Exercise details: In all of the data below, change every "each instance" to "each occurrence" and leave the rest of the text as it is. Omit the pictures from your answer.

Data from a pointing dataset
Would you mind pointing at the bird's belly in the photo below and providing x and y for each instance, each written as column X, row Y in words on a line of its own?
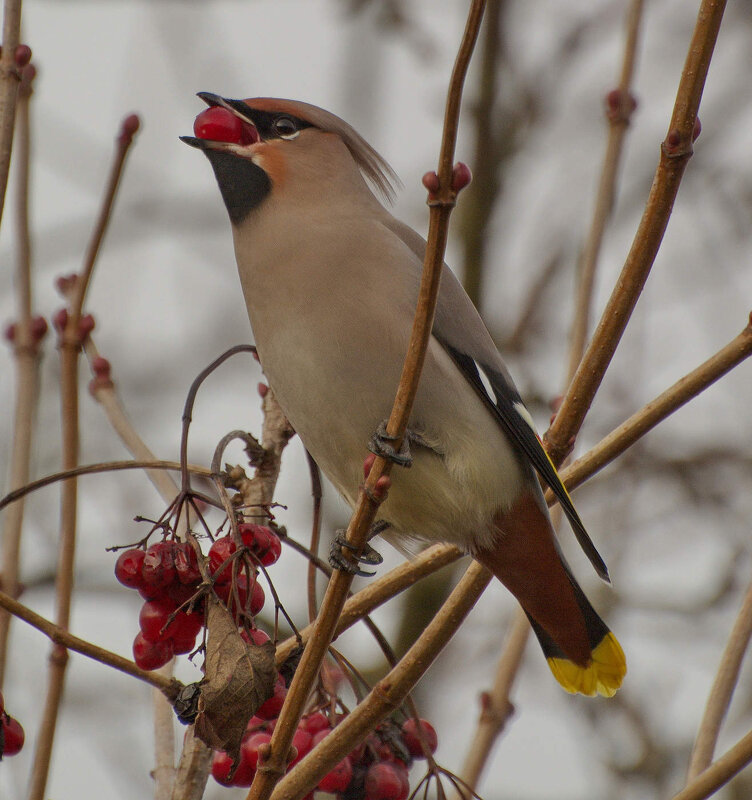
column 456, row 484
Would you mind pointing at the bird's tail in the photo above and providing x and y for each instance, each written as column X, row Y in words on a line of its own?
column 583, row 654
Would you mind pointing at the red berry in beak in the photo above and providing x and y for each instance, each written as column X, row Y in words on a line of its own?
column 219, row 125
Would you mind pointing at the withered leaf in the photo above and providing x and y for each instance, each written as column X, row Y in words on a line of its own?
column 238, row 679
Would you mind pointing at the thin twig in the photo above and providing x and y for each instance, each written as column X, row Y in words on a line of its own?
column 315, row 473
column 170, row 687
column 657, row 410
column 496, row 704
column 27, row 338
column 69, row 344
column 675, row 153
column 719, row 772
column 8, row 89
column 254, row 494
column 723, row 688
column 94, row 469
column 378, row 592
column 441, row 203
column 619, row 121
column 128, row 129
column 390, row 692
column 496, row 707
column 103, row 390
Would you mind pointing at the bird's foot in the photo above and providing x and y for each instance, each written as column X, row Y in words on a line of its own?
column 368, row 556
column 382, row 444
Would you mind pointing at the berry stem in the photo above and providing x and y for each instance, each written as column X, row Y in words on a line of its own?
column 365, row 512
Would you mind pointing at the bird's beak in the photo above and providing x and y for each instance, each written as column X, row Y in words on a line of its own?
column 247, row 133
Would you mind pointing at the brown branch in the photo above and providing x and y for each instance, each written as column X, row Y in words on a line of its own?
column 723, row 688
column 315, row 473
column 27, row 336
column 390, row 692
column 102, row 389
column 163, row 773
column 496, row 707
column 441, row 203
column 618, row 123
column 128, row 129
column 170, row 687
column 719, row 772
column 496, row 704
column 9, row 79
column 69, row 345
column 94, row 469
column 657, row 410
column 255, row 496
column 675, row 152
column 379, row 592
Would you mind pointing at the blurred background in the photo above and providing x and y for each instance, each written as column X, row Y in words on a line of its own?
column 671, row 517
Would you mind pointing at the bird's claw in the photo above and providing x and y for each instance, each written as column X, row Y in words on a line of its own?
column 381, row 445
column 367, row 556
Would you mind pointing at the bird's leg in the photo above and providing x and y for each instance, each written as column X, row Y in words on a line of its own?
column 368, row 556
column 382, row 445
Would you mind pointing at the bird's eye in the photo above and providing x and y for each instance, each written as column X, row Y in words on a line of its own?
column 286, row 127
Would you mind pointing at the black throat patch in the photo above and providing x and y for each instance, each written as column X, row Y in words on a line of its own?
column 243, row 184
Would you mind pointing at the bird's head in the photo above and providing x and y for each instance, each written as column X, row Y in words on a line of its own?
column 266, row 145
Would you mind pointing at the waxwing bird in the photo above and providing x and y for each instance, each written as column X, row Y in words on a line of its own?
column 331, row 280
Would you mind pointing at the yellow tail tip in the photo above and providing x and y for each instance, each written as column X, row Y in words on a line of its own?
column 603, row 675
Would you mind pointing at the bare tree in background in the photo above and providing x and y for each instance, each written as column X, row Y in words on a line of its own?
column 672, row 512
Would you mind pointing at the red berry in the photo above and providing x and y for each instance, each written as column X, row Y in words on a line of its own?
column 38, row 328
column 180, row 593
column 249, row 593
column 219, row 552
column 22, row 55
column 153, row 617
column 182, row 646
column 254, row 724
column 383, row 782
column 249, row 750
column 129, row 128
column 222, row 766
column 128, row 568
column 218, row 125
column 60, row 319
column 151, row 655
column 461, row 176
column 267, row 546
column 412, row 740
column 158, row 569
column 338, row 779
column 186, row 563
column 85, row 326
column 270, row 708
column 13, row 736
column 697, row 129
column 254, row 636
column 315, row 722
column 302, row 741
column 100, row 366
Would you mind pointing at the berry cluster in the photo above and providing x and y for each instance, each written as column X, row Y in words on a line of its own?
column 11, row 732
column 375, row 770
column 167, row 576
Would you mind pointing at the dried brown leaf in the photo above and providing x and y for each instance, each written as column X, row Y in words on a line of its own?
column 238, row 679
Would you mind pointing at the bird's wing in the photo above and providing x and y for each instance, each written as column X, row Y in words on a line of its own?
column 460, row 330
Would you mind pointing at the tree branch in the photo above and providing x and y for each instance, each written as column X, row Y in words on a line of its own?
column 675, row 152
column 441, row 203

Answer to the exercise:
Would you mind pointing at the bird's belly in the photo below and providing x and y for each occurrence, each written as column X, row Y in words on a line of its own?
column 456, row 484
Would you mind pointing at the bird's tail in the photo above and providing x and y for each occurrence, each written as column X, row Y in words on a line of its own?
column 583, row 654
Would you mind pointing at the red berry in beak in the photo above and providing x and y for each occurrence, each written as column X, row Y in words on a line of its own?
column 219, row 125
Would you mind pointing at the withered leaf in the photo above and providing x and y for each occurrence, each written as column X, row Y in words on a line of its own?
column 238, row 679
Would you mind pointing at the thin twig in the photo above and providing x and y for each occurrence, each written as column X, row Y in words on a line of its own?
column 315, row 473
column 170, row 687
column 657, row 410
column 496, row 704
column 27, row 338
column 69, row 344
column 675, row 153
column 719, row 772
column 8, row 89
column 254, row 494
column 723, row 688
column 94, row 469
column 378, row 592
column 441, row 203
column 619, row 121
column 128, row 129
column 390, row 692
column 496, row 707
column 103, row 390
Would you mind pointing at the bird's foot in the photo above and providing x and y for each occurrence, each written as column X, row Y in words on a line of its own?
column 368, row 556
column 382, row 444
Would you mind pointing at the berry stem in the photo above and providing x and y for each occurrence, each written as column X, row Y in words on a line of its own?
column 365, row 512
Would you mind pointing at the bird's beak in the photo above and providing x and y for each occurrence, each written as column X, row Y in words on a line of its own?
column 247, row 133
Would you mind pointing at the brown branch in the photo above and providing x and y for each occurrence, each written as column X, row Y in words on a line of its own?
column 723, row 688
column 315, row 473
column 27, row 336
column 390, row 692
column 102, row 389
column 163, row 773
column 496, row 707
column 441, row 203
column 618, row 123
column 128, row 129
column 170, row 687
column 719, row 772
column 496, row 704
column 9, row 79
column 69, row 345
column 94, row 469
column 657, row 410
column 255, row 496
column 675, row 152
column 379, row 592
Would you mind pointing at the blurred background in the photo above and providing x and y for each occurrence, each written as column X, row Y in words on a line of its own?
column 671, row 517
Would you mind pointing at the bird's claw in the photo above and providing x and y for each occurrence, each written as column X, row Y in words on a line of its own?
column 381, row 445
column 367, row 556
Would you mind pointing at the bird's leg in the photo above and providing x and y for each occurrence, each written as column X, row Y in words on a line of its own?
column 368, row 556
column 382, row 445
Would you mind pointing at the bird's eye in the photo above and providing x and y for each occurrence, each written as column X, row Y in words on a line of its own?
column 286, row 127
Would you mind pointing at the black throat patch in the photo above and providing x and y for each occurrence, each written as column X, row Y in words on a line of its own?
column 243, row 184
Would you mind pointing at the bird's head in the photo above and providing x and y for each occurrence, each written as column X, row Y in words on a line of its own?
column 266, row 145
Would you mind pointing at the waxwing bird in the photo above and providing x and y for each occurrence, each written as column X, row Y in words on a line of its own?
column 331, row 280
Would you mind pointing at the yellow tail tip in the photo above and providing x and y for each occurrence, each written as column X, row Y in words on a line of its own?
column 603, row 675
Would you mind pointing at the bare tree in background in the photo above and providing x and y for each occurrence, each written as column X, row Y in words on a line of its own?
column 672, row 512
Would you mind pointing at the red berry in the photo above and providing x and y for each occurrence, each written as column X, row Y in words on a line of its own?
column 38, row 328
column 180, row 593
column 249, row 593
column 219, row 552
column 22, row 55
column 153, row 617
column 182, row 646
column 254, row 724
column 383, row 782
column 249, row 750
column 129, row 128
column 222, row 766
column 128, row 568
column 218, row 125
column 60, row 319
column 151, row 655
column 461, row 176
column 267, row 546
column 412, row 740
column 158, row 569
column 338, row 779
column 186, row 563
column 85, row 326
column 270, row 708
column 13, row 736
column 697, row 129
column 254, row 636
column 315, row 722
column 302, row 741
column 100, row 366
Would you mind pointing at the berry cluster in the photo above and providing x and y for each occurrence, each written as column X, row Y in words on a line of its own?
column 11, row 732
column 375, row 770
column 167, row 576
Would you mind pointing at the dried brown leaf in the photo above and providing x and y for each occurrence, each written as column X, row Y in words on a line of its own?
column 238, row 679
Would you mind pointing at the bird's wing in the photo above and providing x and y for each occurrence, each written as column X, row Y in words on a line of its own?
column 460, row 330
Would you mind pointing at the tree branch in the photo above and providing x and y for each occurrence, each written as column X, row Y in words on a line of its own?
column 675, row 152
column 441, row 203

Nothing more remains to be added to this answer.